Aim - Below is a set of entries. Reproduce exactly the lines from the one containing "Front: indicate one pin on every instance of the river" through the end, both included.

Listing -
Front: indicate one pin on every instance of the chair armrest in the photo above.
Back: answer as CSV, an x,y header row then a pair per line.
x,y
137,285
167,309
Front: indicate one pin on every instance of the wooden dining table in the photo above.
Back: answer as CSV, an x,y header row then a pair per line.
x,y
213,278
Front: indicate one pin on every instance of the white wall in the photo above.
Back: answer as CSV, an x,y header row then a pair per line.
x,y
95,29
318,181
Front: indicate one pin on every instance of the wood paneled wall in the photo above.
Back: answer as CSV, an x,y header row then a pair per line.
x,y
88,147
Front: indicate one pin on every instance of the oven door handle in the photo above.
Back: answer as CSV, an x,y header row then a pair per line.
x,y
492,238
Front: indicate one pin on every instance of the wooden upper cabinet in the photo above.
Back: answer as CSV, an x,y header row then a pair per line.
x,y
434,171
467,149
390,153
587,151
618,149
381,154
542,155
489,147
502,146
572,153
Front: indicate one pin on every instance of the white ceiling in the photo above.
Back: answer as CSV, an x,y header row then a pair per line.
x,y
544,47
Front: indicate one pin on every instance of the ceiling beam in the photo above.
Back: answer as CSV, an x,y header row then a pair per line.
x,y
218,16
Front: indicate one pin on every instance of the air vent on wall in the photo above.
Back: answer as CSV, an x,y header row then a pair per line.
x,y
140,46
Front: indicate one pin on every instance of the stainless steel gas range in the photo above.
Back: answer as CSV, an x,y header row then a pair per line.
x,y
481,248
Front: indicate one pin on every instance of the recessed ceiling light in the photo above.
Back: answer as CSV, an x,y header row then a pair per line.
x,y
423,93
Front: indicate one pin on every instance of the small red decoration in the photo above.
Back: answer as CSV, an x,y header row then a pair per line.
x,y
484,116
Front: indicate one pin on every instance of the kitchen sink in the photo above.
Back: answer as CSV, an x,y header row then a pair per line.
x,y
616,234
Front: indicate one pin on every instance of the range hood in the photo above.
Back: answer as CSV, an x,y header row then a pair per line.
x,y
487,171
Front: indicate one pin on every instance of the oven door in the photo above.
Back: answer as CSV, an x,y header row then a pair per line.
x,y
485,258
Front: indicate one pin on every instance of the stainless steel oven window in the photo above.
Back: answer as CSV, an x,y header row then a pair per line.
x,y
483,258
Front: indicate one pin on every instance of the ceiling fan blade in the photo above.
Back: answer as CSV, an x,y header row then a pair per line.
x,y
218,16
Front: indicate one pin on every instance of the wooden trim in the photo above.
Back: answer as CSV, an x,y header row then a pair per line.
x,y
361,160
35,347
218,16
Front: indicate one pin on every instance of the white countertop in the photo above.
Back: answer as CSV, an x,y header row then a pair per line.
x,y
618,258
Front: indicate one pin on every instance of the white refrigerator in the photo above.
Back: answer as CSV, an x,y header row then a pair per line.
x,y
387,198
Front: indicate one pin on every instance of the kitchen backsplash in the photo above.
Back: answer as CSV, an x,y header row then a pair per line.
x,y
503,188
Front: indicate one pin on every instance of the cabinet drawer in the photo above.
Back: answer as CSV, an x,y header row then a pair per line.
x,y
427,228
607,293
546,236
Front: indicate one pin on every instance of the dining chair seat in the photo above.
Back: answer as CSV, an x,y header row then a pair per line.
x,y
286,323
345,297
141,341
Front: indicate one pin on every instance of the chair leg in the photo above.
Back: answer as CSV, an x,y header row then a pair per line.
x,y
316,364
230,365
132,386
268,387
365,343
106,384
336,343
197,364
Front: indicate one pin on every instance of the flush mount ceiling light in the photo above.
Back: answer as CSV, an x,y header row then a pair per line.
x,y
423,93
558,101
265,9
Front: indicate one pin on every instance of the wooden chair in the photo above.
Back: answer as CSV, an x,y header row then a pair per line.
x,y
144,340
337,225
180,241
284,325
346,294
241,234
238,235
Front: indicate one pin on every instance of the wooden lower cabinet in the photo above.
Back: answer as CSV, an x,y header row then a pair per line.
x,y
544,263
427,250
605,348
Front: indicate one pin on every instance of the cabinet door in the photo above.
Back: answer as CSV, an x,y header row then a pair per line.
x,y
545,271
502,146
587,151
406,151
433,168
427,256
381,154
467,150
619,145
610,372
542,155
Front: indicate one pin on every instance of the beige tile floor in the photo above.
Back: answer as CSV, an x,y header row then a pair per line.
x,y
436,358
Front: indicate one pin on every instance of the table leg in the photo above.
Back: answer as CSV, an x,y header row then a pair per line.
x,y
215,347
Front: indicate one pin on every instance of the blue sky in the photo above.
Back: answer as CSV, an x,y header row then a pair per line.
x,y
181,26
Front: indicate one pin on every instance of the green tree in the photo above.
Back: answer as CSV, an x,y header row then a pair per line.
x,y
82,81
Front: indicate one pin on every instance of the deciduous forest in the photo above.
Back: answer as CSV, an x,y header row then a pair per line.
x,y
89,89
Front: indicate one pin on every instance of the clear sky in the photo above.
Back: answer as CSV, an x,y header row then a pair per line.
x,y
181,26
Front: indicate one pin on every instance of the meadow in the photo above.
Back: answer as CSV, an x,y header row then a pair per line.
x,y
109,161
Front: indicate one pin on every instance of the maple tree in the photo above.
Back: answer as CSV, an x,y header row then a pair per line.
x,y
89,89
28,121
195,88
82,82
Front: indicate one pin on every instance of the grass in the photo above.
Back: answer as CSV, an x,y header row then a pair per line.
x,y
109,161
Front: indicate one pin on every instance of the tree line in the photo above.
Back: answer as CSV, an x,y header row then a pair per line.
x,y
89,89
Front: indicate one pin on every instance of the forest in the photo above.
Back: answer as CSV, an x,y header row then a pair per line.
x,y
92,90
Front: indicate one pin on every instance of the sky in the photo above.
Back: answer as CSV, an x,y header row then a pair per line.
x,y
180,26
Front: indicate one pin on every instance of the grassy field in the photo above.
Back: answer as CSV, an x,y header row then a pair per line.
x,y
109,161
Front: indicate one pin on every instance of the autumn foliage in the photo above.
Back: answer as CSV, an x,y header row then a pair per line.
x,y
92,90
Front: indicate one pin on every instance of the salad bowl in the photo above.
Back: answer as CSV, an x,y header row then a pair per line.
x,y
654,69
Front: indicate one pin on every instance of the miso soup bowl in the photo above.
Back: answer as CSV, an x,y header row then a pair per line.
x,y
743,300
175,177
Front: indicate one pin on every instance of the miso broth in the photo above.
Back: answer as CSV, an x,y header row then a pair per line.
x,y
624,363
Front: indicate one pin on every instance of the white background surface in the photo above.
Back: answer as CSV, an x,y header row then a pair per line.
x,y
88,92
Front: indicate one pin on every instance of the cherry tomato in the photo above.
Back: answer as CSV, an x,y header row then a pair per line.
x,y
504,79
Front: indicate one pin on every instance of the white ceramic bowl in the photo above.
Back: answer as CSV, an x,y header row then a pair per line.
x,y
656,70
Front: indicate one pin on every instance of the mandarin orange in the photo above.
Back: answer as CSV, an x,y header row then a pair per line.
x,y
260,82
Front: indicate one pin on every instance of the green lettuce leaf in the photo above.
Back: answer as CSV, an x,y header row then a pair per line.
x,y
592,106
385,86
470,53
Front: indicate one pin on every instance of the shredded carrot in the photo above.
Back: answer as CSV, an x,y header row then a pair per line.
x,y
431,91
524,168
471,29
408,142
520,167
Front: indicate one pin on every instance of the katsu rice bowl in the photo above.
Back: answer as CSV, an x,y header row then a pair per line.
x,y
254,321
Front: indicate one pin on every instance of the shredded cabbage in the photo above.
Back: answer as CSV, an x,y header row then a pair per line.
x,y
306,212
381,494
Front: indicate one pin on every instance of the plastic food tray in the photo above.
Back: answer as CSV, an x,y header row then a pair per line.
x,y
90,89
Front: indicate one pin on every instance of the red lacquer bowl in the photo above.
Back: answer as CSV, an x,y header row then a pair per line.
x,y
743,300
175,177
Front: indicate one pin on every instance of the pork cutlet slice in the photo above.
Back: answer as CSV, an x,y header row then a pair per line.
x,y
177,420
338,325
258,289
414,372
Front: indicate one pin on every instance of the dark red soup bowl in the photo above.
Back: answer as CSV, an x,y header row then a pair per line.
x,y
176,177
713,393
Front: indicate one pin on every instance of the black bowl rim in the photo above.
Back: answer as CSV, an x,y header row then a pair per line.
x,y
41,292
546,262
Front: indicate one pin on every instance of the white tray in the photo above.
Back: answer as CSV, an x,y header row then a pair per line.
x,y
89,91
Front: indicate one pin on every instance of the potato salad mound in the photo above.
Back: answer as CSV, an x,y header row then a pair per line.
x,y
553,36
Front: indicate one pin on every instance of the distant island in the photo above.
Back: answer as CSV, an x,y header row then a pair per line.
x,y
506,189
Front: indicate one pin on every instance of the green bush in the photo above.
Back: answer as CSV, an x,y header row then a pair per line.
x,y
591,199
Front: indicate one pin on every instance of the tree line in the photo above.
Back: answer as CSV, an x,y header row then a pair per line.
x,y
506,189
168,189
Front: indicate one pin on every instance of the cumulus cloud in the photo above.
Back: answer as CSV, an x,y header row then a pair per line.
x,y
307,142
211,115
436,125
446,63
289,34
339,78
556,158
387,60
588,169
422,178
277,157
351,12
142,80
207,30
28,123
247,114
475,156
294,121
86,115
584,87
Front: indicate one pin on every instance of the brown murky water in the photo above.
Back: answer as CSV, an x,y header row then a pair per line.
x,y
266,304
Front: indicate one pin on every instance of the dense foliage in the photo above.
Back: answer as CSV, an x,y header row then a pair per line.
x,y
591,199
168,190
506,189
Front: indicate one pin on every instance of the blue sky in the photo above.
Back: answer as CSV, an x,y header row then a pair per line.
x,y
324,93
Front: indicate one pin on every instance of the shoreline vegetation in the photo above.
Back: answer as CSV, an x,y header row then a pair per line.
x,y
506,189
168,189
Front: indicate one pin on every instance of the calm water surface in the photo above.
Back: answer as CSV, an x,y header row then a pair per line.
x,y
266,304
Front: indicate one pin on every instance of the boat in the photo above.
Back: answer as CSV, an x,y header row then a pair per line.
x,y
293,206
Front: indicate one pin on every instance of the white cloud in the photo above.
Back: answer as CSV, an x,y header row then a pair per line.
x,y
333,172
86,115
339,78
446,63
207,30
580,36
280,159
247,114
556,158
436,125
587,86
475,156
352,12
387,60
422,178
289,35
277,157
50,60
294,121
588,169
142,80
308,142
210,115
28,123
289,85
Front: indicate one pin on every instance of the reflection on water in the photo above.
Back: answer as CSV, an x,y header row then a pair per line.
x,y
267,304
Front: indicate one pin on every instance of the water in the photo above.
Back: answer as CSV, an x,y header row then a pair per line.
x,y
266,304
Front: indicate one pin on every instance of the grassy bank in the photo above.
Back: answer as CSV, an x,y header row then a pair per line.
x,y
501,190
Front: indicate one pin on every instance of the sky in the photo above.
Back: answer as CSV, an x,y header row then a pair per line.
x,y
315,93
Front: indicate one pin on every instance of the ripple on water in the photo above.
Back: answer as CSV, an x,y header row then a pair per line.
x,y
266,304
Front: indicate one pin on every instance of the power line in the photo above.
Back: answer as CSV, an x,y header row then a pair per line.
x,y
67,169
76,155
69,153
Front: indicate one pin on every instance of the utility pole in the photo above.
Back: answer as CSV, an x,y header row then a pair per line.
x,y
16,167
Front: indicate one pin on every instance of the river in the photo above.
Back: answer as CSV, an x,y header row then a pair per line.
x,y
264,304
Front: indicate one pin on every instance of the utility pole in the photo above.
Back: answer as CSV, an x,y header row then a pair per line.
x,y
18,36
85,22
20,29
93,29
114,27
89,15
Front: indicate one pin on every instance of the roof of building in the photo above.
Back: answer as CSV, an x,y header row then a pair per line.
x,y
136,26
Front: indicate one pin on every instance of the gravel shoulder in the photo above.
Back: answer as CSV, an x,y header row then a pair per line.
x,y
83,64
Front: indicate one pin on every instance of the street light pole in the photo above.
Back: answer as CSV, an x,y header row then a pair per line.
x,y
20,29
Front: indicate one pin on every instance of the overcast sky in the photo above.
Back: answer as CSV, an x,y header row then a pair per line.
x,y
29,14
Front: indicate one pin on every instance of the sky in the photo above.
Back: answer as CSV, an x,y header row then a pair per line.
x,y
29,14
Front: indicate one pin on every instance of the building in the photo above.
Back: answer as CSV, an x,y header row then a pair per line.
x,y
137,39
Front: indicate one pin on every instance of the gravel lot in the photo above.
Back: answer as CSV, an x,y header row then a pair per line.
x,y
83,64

Problem solution -
Front: indicate one pin on every instance of the river in the photo above.
Back: answer as CSV, an x,y header row then a pair per line.
x,y
264,304
Front: indicate one pin on every instance of the utility pole in the photo above.
Back: answer as CSV, an x,y header row then a pair per line.
x,y
18,36
85,22
20,29
93,29
114,27
89,15
Front: indicate one pin on every instance of the roof of building in the photo above.
Back: answer as CSV, an x,y header row then a pair per line.
x,y
136,26
Front: indicate one pin on every instance of the gravel shoulder in the photo above.
Back: answer as CSV, an x,y header row then a pair per line.
x,y
83,64
Front: indicate one pin on every instance of the street light pole in the photo above.
Back: answer as CSV, an x,y header row then a pair per line.
x,y
20,29
Front: indicate one pin on every instance of the overcast sky in the photo above.
Back: answer as CSV, an x,y header row then a pair per line.
x,y
29,14
Front: indicate one pin on every instance of the sky in the photo above.
Back: answer as CSV, an x,y header row then a pair per line.
x,y
29,14
Front: indicate one pin on every instance of the building in the photo above.
Back: answer as CSV, an x,y header row then a pair per line.
x,y
137,39
Front: indicate one pin on every instance of the gravel lot in the photo above.
Back: answer as CSV, an x,y header row then a pair per line.
x,y
83,64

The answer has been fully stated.